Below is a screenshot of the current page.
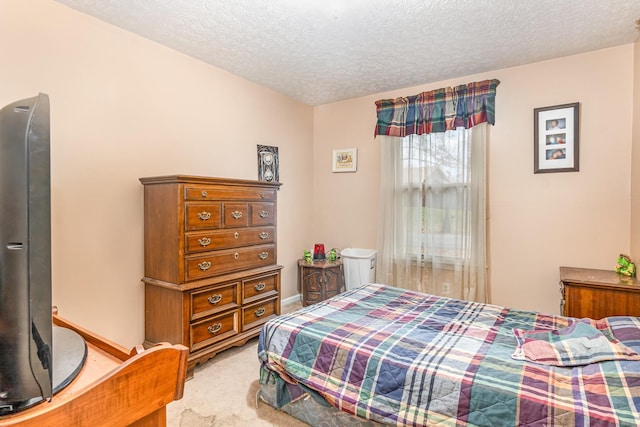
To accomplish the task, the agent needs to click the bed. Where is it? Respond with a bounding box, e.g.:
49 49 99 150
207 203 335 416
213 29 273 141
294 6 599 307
258 284 640 427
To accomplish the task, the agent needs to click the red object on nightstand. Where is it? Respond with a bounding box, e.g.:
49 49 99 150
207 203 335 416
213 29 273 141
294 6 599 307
313 243 325 259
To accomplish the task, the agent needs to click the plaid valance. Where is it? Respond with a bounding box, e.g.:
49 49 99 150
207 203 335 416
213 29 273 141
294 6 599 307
375 80 500 136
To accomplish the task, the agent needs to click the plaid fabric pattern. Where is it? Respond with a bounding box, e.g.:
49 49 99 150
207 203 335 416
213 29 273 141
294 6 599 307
375 79 500 137
258 285 640 427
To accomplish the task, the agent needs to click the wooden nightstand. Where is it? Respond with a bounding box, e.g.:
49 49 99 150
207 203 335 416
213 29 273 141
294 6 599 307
298 259 344 306
560 267 640 319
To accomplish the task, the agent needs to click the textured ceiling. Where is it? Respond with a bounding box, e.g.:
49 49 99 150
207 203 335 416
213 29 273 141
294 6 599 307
56 0 640 105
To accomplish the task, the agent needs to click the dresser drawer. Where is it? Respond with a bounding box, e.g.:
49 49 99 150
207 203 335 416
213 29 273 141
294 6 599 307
242 298 279 332
189 310 240 351
242 274 278 304
224 203 249 227
185 203 221 231
185 227 276 254
189 282 241 320
185 245 276 281
251 203 276 225
185 186 276 201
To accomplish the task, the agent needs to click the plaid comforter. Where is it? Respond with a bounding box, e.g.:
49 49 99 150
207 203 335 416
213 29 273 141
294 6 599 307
258 284 640 427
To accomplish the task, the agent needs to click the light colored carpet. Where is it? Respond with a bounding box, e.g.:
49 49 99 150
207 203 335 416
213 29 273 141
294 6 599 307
167 303 307 427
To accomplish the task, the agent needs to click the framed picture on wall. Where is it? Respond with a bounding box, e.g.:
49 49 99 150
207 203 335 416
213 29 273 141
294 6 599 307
533 102 580 173
332 148 358 172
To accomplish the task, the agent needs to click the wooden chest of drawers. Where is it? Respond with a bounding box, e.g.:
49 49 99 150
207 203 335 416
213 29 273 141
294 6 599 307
140 175 282 375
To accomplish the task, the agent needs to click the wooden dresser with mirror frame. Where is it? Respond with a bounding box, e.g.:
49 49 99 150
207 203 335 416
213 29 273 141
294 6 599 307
140 175 282 376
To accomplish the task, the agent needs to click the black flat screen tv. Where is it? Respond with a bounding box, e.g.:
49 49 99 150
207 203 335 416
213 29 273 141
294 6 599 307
0 93 86 417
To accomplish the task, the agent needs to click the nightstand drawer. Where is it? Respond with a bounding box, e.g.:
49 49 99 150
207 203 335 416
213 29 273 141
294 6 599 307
190 282 241 320
242 298 279 332
189 310 240 351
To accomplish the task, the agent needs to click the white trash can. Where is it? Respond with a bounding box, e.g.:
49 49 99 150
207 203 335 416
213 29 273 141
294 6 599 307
340 248 376 290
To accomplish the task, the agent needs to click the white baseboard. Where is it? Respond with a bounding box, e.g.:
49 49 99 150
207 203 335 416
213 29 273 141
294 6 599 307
280 294 300 306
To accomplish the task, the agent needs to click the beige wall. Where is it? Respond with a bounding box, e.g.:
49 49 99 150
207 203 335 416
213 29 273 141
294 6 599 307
0 0 313 347
313 45 634 313
630 37 640 260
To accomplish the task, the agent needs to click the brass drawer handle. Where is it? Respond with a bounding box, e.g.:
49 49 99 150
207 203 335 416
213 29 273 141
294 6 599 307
207 323 222 335
207 294 222 305
198 261 211 271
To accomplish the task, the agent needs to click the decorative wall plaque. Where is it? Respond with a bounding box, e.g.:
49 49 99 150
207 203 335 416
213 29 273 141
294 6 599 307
258 145 280 182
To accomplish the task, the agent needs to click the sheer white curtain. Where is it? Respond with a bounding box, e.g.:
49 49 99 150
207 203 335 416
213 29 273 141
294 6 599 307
376 123 489 302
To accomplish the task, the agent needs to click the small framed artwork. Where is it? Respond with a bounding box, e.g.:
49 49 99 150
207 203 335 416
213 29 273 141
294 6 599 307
258 145 280 182
333 148 358 172
533 102 580 173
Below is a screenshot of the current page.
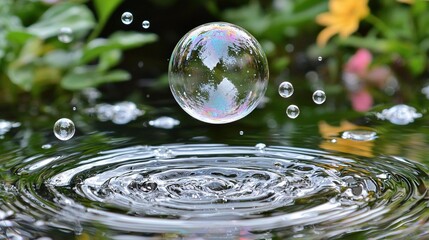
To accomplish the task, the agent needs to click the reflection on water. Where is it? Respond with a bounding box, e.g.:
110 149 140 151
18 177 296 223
0 138 428 239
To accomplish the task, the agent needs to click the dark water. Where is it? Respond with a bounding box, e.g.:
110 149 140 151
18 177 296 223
0 94 429 239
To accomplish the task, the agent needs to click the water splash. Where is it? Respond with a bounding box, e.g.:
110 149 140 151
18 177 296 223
86 102 145 125
376 104 423 125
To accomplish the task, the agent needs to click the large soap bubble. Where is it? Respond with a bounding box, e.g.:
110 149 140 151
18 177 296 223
168 22 268 124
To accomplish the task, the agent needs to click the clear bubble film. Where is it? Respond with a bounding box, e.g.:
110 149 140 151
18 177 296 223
168 22 269 124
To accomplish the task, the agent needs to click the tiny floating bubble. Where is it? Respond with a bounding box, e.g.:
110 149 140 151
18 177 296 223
142 20 150 29
58 27 73 43
255 143 267 152
286 104 299 119
279 82 294 98
313 90 326 104
149 117 180 129
121 12 133 25
42 144 52 149
54 118 75 141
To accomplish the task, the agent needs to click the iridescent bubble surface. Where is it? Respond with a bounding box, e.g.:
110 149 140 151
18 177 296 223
121 12 133 25
286 104 300 119
142 20 150 29
168 22 269 124
58 27 73 43
54 118 75 141
279 82 294 98
312 90 326 104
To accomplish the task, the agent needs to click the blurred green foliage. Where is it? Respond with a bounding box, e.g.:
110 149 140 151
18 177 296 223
0 0 157 103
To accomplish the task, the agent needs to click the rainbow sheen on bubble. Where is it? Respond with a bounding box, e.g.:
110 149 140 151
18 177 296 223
168 22 269 124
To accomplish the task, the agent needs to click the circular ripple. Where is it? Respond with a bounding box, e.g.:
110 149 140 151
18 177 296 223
2 145 428 237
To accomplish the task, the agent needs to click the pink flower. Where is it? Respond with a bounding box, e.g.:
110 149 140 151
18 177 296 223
343 49 373 112
344 48 372 76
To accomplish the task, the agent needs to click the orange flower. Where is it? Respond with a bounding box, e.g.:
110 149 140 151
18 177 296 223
316 0 369 46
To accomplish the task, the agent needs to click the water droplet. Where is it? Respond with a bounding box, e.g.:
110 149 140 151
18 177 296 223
54 118 75 141
58 27 73 43
137 61 144 68
142 20 150 29
42 144 52 149
121 12 133 25
0 120 21 136
341 130 377 141
168 23 268 124
255 143 267 152
279 82 294 98
285 43 295 53
313 90 326 104
286 104 299 119
149 117 180 129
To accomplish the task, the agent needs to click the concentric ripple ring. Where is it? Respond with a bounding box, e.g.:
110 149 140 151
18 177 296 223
0 144 428 238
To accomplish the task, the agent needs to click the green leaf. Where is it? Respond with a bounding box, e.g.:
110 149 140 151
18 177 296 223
97 49 122 71
6 31 34 44
81 32 158 63
407 54 427 75
90 0 122 39
222 1 270 36
43 49 82 69
7 65 34 91
28 3 95 39
61 67 131 90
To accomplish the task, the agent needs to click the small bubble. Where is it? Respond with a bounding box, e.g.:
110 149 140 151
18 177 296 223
279 82 294 98
54 118 75 141
121 12 133 25
137 61 144 68
149 117 180 129
313 90 326 104
255 143 267 151
285 43 295 53
142 20 150 29
58 27 73 43
286 105 299 119
42 144 52 149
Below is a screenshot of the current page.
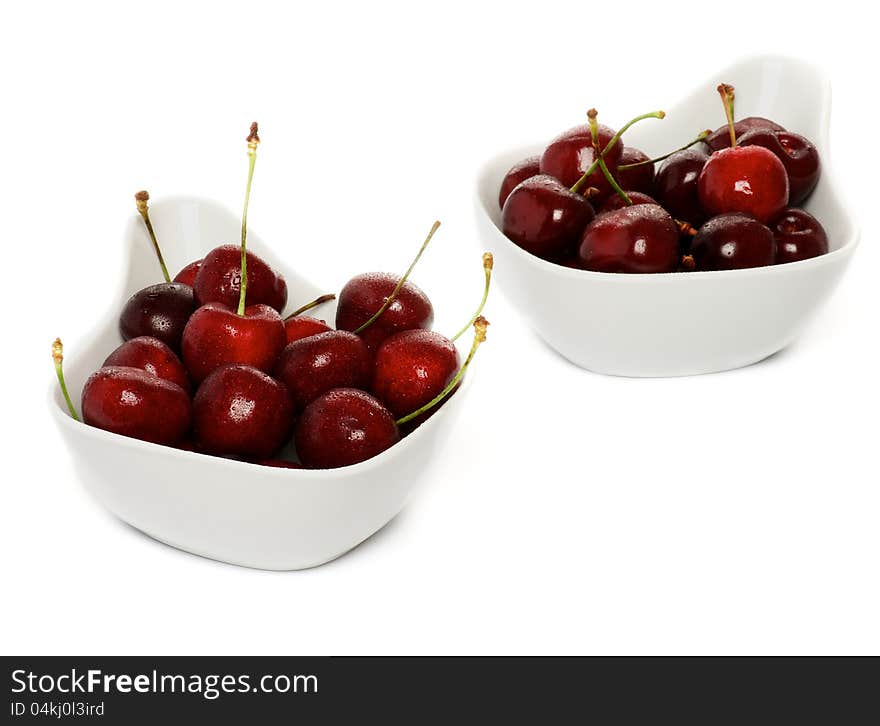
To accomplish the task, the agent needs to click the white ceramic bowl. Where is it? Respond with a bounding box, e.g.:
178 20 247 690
50 198 470 570
477 57 858 377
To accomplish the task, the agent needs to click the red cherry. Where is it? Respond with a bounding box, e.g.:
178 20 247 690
541 124 623 196
102 335 191 393
193 245 287 312
193 365 293 459
82 366 192 446
295 388 400 469
579 204 679 273
501 174 595 260
737 129 822 206
770 207 828 265
498 156 541 207
182 303 286 383
284 315 333 343
275 330 372 411
174 260 202 287
691 212 776 270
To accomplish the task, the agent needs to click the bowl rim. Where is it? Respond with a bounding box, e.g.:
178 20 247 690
475 53 861 285
46 194 474 482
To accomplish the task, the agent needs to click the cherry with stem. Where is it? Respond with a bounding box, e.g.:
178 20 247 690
352 222 440 335
134 190 171 282
395 315 489 426
52 338 79 421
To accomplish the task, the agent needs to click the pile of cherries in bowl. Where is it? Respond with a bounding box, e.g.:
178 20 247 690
498 84 828 273
52 124 492 469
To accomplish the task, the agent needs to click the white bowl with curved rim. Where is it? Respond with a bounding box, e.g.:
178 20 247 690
49 197 470 570
477 56 859 377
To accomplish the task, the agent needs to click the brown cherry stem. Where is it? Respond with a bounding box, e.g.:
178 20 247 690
134 190 171 282
587 108 632 206
451 252 495 343
284 292 336 320
396 315 489 426
717 83 736 148
238 121 260 315
617 129 712 171
354 222 440 334
52 338 79 421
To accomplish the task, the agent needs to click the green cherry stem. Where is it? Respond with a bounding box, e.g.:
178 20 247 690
284 292 336 320
238 121 260 315
396 315 489 426
587 108 632 206
134 191 171 282
354 222 440 335
617 129 712 171
717 83 736 148
451 252 495 343
571 111 666 193
52 338 79 421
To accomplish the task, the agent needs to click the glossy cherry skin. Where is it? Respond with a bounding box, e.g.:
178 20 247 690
174 260 202 287
284 315 333 343
182 303 286 383
275 330 373 411
501 174 595 260
103 335 192 393
706 116 785 151
737 129 822 206
770 207 828 265
336 272 434 351
579 204 679 273
193 365 293 459
370 330 461 418
119 282 198 350
498 156 541 207
597 190 657 214
697 146 788 222
614 146 654 196
294 388 400 469
82 366 192 446
691 218 776 270
193 245 287 313
654 149 709 227
541 124 623 196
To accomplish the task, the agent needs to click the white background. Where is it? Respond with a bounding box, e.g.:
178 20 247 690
0 0 880 654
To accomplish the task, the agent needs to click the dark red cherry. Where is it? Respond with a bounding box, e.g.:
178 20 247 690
82 366 192 446
371 330 461 418
770 207 828 264
579 204 679 272
541 124 623 197
119 282 198 350
193 245 287 313
193 365 293 459
706 116 785 151
174 260 202 287
501 174 595 260
736 129 822 206
691 212 776 270
697 146 788 222
615 146 654 196
103 335 191 393
336 272 434 351
275 330 373 411
654 149 709 227
182 303 286 383
597 191 657 214
498 156 541 207
284 315 333 343
295 388 400 469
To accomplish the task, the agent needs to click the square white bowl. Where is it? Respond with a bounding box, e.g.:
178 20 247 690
476 56 859 377
49 197 471 570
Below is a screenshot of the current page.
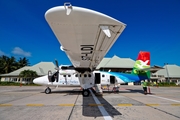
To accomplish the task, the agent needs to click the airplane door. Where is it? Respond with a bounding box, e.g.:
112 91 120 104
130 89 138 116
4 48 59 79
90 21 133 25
65 75 71 85
94 73 101 84
110 76 115 84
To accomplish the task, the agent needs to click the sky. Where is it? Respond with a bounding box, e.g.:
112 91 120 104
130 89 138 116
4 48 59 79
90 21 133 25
0 0 180 66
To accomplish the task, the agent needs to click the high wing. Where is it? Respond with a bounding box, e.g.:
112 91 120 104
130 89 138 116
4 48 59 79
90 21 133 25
45 5 126 71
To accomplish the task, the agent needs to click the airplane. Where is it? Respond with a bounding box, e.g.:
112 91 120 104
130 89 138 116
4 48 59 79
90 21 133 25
33 51 150 97
33 3 150 97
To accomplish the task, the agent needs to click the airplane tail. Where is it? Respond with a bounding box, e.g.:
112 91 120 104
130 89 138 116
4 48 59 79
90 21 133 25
131 51 150 79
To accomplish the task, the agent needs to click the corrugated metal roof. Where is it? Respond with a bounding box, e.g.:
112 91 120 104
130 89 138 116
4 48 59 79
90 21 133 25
156 65 180 78
0 62 55 76
96 55 135 69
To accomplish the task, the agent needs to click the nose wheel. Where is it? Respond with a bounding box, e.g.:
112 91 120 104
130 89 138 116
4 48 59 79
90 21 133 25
82 89 90 97
44 87 51 94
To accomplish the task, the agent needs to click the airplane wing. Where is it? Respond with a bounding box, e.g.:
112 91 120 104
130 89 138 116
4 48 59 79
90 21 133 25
45 5 126 70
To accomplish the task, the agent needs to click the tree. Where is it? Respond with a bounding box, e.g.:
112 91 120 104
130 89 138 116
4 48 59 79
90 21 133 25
0 55 17 74
18 57 30 68
0 55 30 74
19 70 38 82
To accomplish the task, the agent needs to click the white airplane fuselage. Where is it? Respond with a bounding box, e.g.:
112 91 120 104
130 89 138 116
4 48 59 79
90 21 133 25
33 70 125 89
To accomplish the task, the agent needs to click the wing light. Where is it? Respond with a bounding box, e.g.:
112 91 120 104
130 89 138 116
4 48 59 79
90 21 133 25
64 2 72 15
100 26 111 38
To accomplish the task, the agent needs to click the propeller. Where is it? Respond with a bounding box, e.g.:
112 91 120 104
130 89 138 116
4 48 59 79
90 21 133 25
55 60 59 82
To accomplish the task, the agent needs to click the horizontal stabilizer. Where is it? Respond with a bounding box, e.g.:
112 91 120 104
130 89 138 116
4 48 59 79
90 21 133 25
100 26 111 37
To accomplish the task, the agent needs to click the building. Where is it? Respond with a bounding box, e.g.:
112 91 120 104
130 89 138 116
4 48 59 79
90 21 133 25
151 65 180 83
0 62 55 83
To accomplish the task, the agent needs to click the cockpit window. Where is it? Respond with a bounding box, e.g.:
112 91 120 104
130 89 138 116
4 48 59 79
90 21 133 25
84 74 87 77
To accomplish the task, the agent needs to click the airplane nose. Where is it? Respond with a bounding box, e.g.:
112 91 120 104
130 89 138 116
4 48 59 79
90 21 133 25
33 78 42 84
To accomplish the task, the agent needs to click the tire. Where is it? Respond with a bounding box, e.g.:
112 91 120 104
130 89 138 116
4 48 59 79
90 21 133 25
82 89 90 97
44 87 51 94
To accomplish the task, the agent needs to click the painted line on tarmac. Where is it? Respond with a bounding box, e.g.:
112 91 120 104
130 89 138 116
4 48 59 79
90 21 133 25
149 95 180 103
0 104 12 107
59 104 74 106
89 89 112 120
26 104 44 107
89 104 103 106
171 104 180 106
145 104 159 106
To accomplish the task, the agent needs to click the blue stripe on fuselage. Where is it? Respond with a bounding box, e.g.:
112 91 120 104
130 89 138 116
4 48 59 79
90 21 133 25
100 72 148 83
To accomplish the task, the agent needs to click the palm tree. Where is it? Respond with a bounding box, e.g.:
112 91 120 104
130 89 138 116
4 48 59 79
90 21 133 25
19 70 38 83
0 55 17 74
18 57 30 68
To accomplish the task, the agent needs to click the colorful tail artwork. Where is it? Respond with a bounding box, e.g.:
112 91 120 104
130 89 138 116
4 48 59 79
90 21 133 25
131 51 150 79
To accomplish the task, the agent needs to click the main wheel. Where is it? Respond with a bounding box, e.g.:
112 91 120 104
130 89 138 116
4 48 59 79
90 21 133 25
82 89 90 97
44 87 51 94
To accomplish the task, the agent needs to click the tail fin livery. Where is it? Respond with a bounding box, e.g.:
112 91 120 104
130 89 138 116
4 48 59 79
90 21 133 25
131 51 150 79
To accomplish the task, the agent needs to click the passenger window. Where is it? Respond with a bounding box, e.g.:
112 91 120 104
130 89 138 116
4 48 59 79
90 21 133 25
84 74 87 77
88 74 91 77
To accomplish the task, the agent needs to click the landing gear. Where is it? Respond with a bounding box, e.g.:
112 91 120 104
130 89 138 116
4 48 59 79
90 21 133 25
82 89 90 97
44 87 51 94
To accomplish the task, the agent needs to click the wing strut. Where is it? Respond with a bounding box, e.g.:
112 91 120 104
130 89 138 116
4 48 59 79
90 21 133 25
100 26 111 38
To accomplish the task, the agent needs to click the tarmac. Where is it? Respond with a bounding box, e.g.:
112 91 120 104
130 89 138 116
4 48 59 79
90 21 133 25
0 85 180 120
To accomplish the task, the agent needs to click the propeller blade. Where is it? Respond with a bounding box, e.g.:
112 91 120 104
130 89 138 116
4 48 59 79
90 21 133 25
56 70 59 82
55 60 59 68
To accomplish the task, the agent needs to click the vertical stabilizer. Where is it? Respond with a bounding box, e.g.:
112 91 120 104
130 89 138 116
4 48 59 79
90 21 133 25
131 51 150 79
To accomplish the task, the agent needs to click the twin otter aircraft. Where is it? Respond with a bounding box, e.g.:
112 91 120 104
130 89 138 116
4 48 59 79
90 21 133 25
33 3 150 97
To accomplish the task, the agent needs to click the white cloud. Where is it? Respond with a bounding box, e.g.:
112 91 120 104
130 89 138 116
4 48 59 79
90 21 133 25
0 50 6 56
12 47 31 57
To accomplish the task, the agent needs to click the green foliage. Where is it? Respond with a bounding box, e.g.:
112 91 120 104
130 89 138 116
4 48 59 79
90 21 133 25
0 82 41 86
158 82 176 86
19 70 38 78
0 55 29 74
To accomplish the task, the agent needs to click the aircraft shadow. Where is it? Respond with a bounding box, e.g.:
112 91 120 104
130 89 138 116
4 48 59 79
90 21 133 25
82 92 122 118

::::

## PROBLEM TO WORK ON
Express the lines above, from the line with "To accomplish the task, the agent needs to click the sheer" to the line with "168 22 268 124", as a JSON list of strings with one string per line and blank lines left out. Leave the pictures out of the answer.

## REPLY
[
  "To accomplish the task, the agent needs to click the sheer white curtain. Where is it? Respond with a bounding box, e.g.:",
  "49 49 99 150",
  "207 203 335 416",
  "213 29 273 141",
  "294 6 599 307",
  "376 123 489 302",
  "To accomplish the task, the agent needs to click the small framed artwork. Where is it? Respond with a bounding box, e.g.:",
  "49 49 99 150",
  "207 203 335 416",
  "213 29 273 141",
  "294 6 599 307",
  "258 145 280 182",
  "333 148 358 172",
  "533 102 580 173",
  "Below is a screenshot of the current page.",
  "To accomplish the task, the agent needs to click the reflection on water. Where is it? Respond with a bounding box, e.g.:",
  "110 149 140 151",
  "18 177 296 223",
  "0 138 428 239",
  "To accomplish the task, the agent needs to click the dark water. Where is it? Respond with a bounding box, e.g.:",
  "110 149 140 151",
  "18 177 296 223",
  "0 94 429 239",
  "To accomplish the task, the agent needs to click the water splash. Where is it? Respond with a bounding box, e.g.:",
  "110 149 140 151",
  "18 177 296 223",
  "86 102 145 125",
  "376 104 423 125",
  "To accomplish the task, the agent needs to click the large soap bubble. Where is it? Respond with a bounding box, e.g.:",
  "110 149 140 151",
  "18 177 296 223",
  "168 22 268 124"
]